**Exercise goal**
Continue the passage about the effort to have Mr. Qahtani medically repatriated from Guantánamo, starting after its final sentence.

**Excerpt provided**
»»
Lawyers for Mr. Qahtani, and a psychiatrist who was consulted on the case, made a novel argument for enacting an Army regulation that includes medical-repatriation provisions of the Third Geneva Convention for prisoners of war. Their position is that Mr. Qahtani can only be effectively treated in his homeland.
Most claims of torture of Guantánamo detainees center on what happened in the C.I.A. prison network before their transfer to military custody. But leaked documents show that Mr. Qahtani was subjected to two months of continuous, brutal interrogations at Guantánamo’s Camp X-Ray — sleep deprivation, dehydration, nudity and being menaced by dogs — while under the care of military medics from the same prison operation that provides his medical care now.
The Defense Department views Guantánamo detainees as unprivileged enemy combatants, not classic prisoners of war, and therefore not entitled to the mixed medical commission.
««
**Provided information**
»»
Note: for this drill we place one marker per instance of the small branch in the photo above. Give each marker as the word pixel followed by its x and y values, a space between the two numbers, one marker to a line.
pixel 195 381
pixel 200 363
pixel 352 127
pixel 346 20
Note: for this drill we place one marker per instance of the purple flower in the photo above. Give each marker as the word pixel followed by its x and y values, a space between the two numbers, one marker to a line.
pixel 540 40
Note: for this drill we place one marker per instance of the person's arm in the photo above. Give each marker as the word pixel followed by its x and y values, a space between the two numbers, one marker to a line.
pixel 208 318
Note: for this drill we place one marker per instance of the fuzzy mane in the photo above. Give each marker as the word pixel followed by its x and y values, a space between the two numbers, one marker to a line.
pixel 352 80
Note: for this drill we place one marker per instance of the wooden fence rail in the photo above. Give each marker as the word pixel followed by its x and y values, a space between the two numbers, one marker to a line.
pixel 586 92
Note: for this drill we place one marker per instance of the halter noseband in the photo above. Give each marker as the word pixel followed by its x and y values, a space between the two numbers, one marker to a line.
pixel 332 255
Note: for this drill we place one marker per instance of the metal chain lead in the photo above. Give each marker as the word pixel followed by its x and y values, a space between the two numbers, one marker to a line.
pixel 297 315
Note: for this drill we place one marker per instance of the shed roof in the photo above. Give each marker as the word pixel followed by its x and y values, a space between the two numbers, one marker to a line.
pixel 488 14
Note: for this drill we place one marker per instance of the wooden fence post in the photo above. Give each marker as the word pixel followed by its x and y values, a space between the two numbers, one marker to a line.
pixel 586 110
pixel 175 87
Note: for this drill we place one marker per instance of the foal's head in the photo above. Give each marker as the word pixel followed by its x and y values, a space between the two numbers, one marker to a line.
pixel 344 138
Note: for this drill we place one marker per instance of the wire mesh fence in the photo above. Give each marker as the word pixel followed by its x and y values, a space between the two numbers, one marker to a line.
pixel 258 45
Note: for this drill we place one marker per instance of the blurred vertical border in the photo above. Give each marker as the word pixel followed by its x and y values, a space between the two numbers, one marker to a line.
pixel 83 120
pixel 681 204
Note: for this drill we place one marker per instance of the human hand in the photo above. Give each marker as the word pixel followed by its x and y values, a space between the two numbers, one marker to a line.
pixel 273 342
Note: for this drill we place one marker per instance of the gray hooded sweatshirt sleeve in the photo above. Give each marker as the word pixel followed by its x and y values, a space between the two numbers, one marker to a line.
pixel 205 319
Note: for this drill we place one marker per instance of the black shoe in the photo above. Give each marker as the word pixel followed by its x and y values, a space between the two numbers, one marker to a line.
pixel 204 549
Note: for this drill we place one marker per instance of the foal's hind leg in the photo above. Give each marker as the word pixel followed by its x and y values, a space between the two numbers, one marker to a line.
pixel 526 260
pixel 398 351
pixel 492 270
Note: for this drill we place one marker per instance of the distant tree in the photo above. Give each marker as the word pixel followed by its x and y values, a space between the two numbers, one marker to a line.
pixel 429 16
««
**Output below**
A top Defense Department responsible for detainee affairs, Steven W. Dalbey, wrote in a declaration in May that he interpreted the Army regulation for a medical commission to mean Al Qaeda, not Saudi Arabia, would have a say in approving the foreign doctors. That would be at odds with the government’s policy “of not negotiating with terrorist groups,” he added.
In May, lawyers for another prisoner, Ammar al-Baluchi, who is accused of conspiring in the Sept 11, 2001, attacks, wrote Defense Secretary Mark T. Esper asking him to arrange a similar independent medical evaluation.
His lawyers argue that Mr. al-Baluchi, whose uncle is accused of being the mastermind of Sept. 11 attack, Khalid Shaikh Mohammed, suffers from post-traumatic stress disorder and a traumatic brain injury as a result of his torture by the C.I.A. Mr. Esper has not responded to the request, Mr. al-Baluchi’s lawyer, James G. Connell III, said on Tuesday.
Mr. Qahtani has been portrayed as a would-be 20th hijacker in the Sept. 11 attacks. He tried to enter the United States at Orlando International Airport in the summer of 2001 and was turned away by a border agent. He was captured after the attacks fleeing Afghanistan and was sent to Guantánamo, where a senior Pentagon official concluded his torture made him ineligible for trial in the Sept. 11 case.